_DIRECTIONS FOR THIS TASK_
For the string "provide", state the number of lines in the data that contain it, and nothing else.

_GIVEN DATA_
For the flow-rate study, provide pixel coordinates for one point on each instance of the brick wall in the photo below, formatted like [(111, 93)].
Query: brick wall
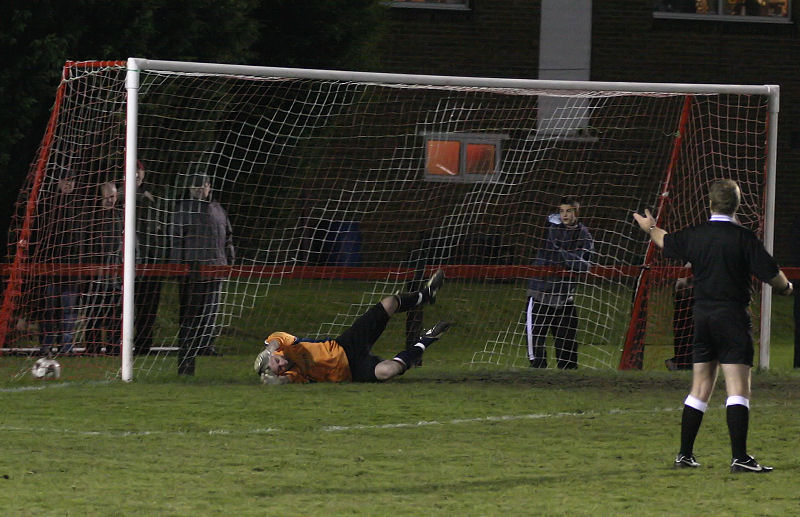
[(499, 38), (496, 38)]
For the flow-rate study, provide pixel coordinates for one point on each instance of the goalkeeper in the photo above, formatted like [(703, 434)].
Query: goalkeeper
[(348, 358), (724, 256)]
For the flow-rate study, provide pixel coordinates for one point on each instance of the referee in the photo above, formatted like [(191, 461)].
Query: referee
[(724, 255)]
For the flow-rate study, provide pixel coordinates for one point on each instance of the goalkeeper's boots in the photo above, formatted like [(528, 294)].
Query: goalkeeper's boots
[(686, 461), (434, 333), (261, 363), (432, 286), (748, 464)]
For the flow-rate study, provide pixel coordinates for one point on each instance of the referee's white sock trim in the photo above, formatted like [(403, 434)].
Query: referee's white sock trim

_SOLUTION TO THIS PROBLEM_
5